Go through the entries below and print each one exactly, leaving out pictures.

Excerpted records:
## Start

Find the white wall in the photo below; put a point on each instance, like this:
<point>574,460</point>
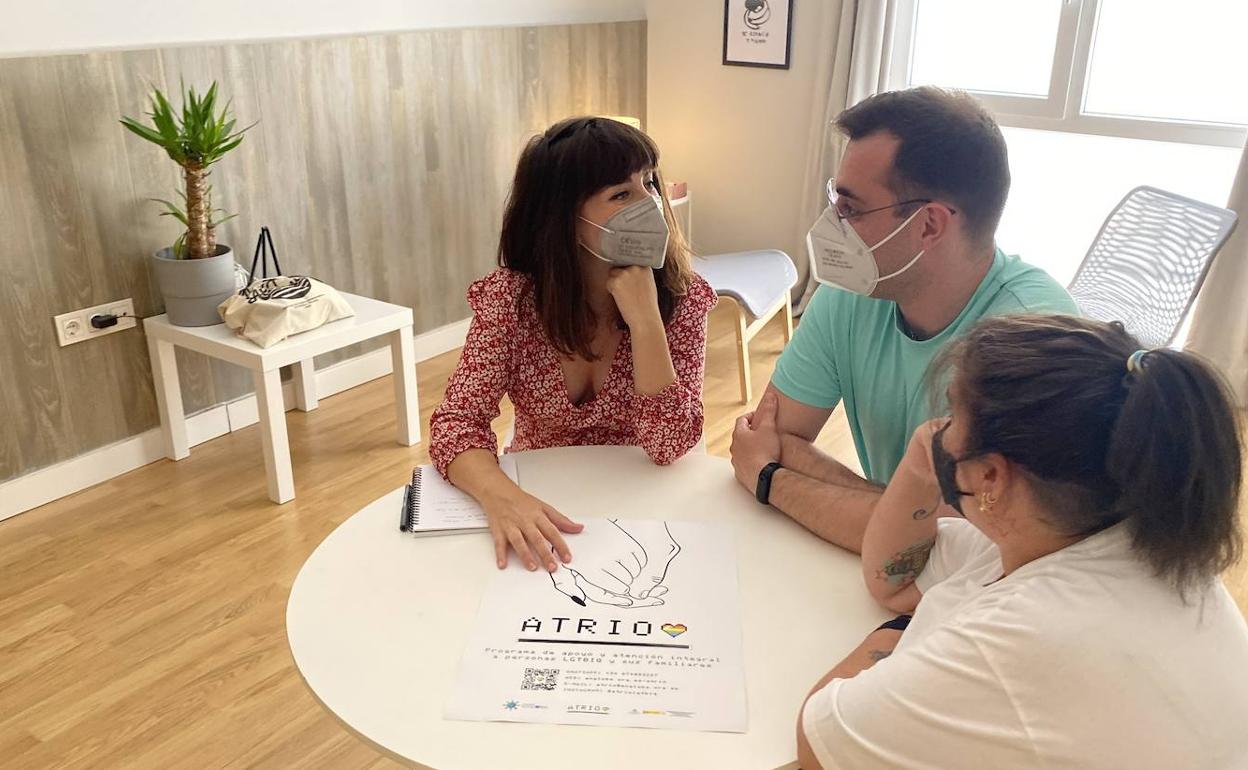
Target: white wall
<point>43,26</point>
<point>738,135</point>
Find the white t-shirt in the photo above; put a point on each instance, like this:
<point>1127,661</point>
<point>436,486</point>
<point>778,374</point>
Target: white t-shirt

## End

Output for this exercise:
Find the white wall in the photo below; put a point on each instance, like this:
<point>574,460</point>
Target: white wall
<point>43,26</point>
<point>738,135</point>
Find the white t-shirt in the photo above; put a point on each instance, like this:
<point>1127,661</point>
<point>436,486</point>
<point>778,374</point>
Target: white t-shirt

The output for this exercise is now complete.